Print every one of the records below word for word, leaving out the pictures.

- - - - - - -

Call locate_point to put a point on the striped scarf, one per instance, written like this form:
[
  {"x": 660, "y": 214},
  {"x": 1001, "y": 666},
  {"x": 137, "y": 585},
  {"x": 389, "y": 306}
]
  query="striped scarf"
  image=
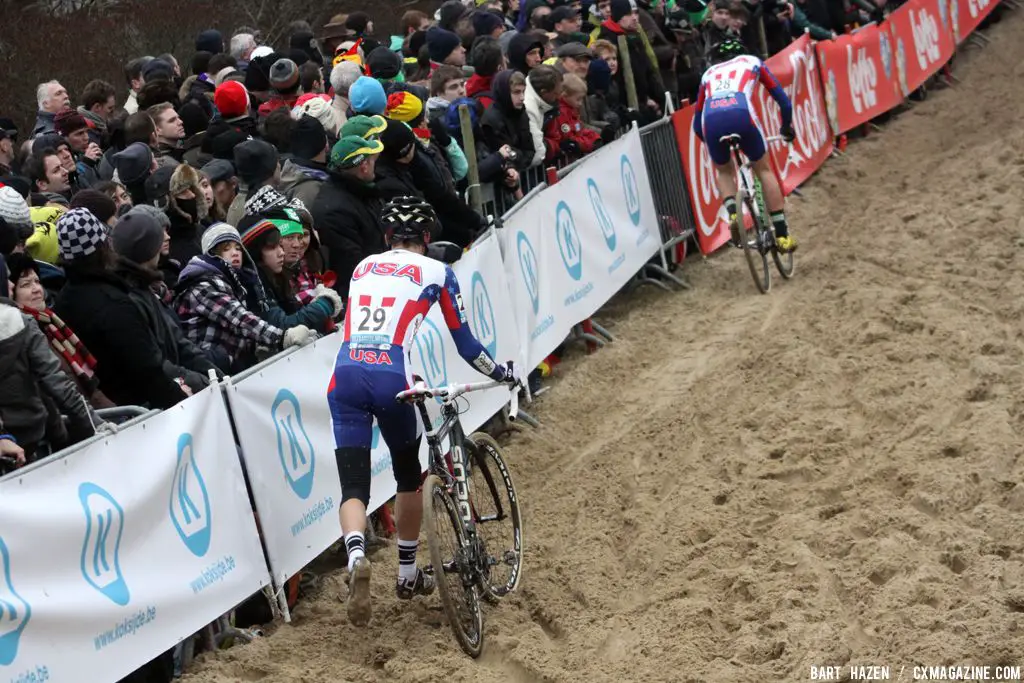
[{"x": 65, "y": 343}]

- - - - - - -

Task answer.
Call locate_point to put a point on the striped scarf, one per instance, written like this form:
[
  {"x": 660, "y": 214},
  {"x": 1001, "y": 666},
  {"x": 137, "y": 585},
  {"x": 389, "y": 306}
]
  query="striped scarf"
  image=
[{"x": 65, "y": 343}]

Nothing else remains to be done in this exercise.